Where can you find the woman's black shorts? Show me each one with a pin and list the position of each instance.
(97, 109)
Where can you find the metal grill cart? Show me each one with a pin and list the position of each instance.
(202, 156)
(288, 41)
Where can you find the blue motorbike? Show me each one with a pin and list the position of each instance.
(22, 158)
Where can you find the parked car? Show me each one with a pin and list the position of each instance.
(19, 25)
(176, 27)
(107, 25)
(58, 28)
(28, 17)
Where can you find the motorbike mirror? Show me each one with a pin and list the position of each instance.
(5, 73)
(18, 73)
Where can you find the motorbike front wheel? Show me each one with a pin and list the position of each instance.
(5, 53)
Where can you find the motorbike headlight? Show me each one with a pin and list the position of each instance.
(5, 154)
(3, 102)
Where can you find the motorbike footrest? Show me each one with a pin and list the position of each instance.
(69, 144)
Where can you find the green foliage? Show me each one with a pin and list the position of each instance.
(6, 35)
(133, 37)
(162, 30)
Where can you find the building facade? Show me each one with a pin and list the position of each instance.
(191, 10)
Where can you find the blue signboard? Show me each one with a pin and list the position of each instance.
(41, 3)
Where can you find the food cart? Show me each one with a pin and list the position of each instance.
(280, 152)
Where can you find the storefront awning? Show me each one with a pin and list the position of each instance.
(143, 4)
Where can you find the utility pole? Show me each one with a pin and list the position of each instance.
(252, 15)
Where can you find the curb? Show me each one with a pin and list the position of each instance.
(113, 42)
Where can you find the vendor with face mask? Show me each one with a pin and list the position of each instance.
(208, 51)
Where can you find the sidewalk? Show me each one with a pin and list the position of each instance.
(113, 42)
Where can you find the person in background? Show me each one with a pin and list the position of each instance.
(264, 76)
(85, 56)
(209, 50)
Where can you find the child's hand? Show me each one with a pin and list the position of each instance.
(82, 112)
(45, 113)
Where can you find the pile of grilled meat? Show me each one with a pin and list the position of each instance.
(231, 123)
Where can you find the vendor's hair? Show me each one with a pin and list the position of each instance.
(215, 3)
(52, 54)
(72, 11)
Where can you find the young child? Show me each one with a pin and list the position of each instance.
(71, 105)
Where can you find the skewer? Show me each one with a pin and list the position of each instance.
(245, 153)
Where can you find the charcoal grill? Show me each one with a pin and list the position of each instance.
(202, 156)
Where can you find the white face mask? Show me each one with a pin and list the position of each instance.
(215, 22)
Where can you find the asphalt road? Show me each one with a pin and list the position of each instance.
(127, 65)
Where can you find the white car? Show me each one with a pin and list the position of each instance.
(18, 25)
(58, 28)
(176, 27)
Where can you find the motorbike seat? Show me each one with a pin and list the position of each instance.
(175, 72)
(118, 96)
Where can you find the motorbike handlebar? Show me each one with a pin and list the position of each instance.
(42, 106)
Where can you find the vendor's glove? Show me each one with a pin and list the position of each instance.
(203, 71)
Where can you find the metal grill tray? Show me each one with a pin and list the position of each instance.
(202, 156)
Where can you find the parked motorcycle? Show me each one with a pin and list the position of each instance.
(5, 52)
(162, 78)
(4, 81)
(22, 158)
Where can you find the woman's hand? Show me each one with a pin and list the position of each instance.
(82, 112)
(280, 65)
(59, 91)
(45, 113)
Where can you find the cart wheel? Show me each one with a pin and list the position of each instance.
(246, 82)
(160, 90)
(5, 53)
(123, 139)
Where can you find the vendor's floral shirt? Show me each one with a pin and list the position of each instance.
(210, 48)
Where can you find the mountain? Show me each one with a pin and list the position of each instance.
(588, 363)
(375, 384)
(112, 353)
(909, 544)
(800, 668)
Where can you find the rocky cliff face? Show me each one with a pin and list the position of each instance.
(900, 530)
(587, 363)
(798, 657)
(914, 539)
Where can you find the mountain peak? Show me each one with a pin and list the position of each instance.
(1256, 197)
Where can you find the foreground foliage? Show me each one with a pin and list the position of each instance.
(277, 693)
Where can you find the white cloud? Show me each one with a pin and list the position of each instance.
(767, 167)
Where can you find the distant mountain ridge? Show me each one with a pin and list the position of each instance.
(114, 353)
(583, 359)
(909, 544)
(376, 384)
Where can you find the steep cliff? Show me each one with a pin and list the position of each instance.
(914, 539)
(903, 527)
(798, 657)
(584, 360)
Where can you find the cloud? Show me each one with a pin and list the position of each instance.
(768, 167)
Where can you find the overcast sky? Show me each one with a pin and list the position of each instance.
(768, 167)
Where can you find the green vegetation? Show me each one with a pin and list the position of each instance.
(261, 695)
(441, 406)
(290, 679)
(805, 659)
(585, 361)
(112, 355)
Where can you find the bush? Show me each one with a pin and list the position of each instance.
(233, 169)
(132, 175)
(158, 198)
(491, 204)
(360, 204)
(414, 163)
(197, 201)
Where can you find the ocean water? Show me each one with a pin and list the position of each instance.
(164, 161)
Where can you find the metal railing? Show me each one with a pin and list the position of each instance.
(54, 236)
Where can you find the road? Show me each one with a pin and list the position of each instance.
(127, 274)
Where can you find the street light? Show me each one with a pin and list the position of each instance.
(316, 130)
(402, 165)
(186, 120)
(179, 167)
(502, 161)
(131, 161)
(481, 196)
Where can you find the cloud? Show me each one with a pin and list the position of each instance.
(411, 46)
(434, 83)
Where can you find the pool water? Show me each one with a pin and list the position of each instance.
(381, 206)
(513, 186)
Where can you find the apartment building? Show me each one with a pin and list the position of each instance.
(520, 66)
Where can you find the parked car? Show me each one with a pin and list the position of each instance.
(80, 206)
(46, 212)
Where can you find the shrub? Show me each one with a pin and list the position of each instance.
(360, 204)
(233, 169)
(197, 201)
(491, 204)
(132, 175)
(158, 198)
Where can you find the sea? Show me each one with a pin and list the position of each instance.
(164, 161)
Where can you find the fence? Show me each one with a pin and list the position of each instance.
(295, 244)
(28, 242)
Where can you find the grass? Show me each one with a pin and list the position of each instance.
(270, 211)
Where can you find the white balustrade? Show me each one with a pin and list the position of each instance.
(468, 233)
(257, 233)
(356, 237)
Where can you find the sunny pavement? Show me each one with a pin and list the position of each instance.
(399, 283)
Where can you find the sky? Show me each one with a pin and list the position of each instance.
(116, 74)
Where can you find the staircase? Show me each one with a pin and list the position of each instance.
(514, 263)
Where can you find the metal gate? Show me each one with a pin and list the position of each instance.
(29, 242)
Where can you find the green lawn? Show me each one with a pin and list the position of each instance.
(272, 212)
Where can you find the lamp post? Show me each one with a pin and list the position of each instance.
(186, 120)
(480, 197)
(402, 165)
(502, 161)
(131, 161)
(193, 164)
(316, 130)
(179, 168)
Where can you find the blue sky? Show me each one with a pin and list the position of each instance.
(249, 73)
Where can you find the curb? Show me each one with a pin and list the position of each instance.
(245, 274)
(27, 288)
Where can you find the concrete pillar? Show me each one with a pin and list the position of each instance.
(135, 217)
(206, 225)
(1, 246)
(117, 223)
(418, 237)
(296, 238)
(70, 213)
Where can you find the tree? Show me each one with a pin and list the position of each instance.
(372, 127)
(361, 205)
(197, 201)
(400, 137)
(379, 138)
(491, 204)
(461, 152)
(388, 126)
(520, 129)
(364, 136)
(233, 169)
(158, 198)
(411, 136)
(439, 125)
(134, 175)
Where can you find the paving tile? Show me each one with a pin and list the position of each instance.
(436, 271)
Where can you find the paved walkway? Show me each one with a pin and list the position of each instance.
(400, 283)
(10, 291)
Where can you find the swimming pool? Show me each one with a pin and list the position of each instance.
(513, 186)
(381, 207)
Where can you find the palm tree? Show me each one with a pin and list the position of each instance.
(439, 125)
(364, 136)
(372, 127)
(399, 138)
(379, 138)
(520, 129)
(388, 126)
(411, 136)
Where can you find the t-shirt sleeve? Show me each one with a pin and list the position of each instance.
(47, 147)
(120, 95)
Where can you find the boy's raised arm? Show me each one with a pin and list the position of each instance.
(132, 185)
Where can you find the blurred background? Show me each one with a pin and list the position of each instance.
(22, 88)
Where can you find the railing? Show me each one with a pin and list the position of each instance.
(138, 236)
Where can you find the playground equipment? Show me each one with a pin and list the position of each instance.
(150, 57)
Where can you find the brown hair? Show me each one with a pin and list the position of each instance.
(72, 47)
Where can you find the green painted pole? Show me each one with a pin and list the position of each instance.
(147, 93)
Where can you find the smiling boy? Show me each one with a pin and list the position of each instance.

******************************

## Work to complete:
Return the lines from the line containing "Where can you find the blue sky?" to the end of the entries above, exactly as they appear and with no other output.

## Written response:
Where can you find the blue sky? Show me each one with a pin and list the position of each instance.
(249, 73)
Where can you find the curb? Show me each one with a pin and list the position of each instance.
(245, 274)
(27, 288)
Where can you find the concrete pillar? Show me each one with a pin and list the position of each instance.
(135, 217)
(206, 225)
(1, 246)
(117, 223)
(418, 237)
(296, 238)
(70, 213)
Where can you find the tree? Show me each one with a pin and list the position of each instance.
(372, 127)
(361, 205)
(197, 201)
(400, 137)
(379, 138)
(491, 204)
(461, 152)
(388, 126)
(520, 129)
(364, 136)
(233, 169)
(158, 198)
(411, 136)
(439, 125)
(134, 175)
Where can you find the paving tile? Show me each one with a pin and list the position of each instance.
(436, 271)
Where can you find the paved walkway? Show me each one with a pin and list the position of each instance.
(400, 283)
(10, 291)
Where can you find the swimming pool? Show me each one with a pin and list the position of each instance.
(513, 186)
(381, 207)
Where can you find the palm tree? Show me each one with a pin and list the position of each instance.
(439, 125)
(364, 136)
(372, 127)
(399, 138)
(379, 138)
(520, 129)
(388, 126)
(411, 136)
Where can you find the t-shirt sleeve? Show me each one with a pin and list the position of each instance.
(47, 147)
(120, 95)
Where can you find the boy's raised arm? Show me each one with a pin and list the position of each instance.
(132, 185)
Where can you find the blurred background? Show me each one with a pin and list the position of each instance.
(22, 88)
Where can you find the railing? Show me each one with a pin and list the position of each instance.
(138, 236)
Where can you find the playground equipment? Show me each one with a pin and list the position of each instance.
(150, 57)
Where can you find the brown hair? Show me each one with a pin and list the position of each instance.
(72, 47)
Where can you find the green painted pole? Show me each one with a pin and list the position of each instance.
(147, 93)
Where can you find the smiling boy? Show me each one with a pin and list the position of each instance.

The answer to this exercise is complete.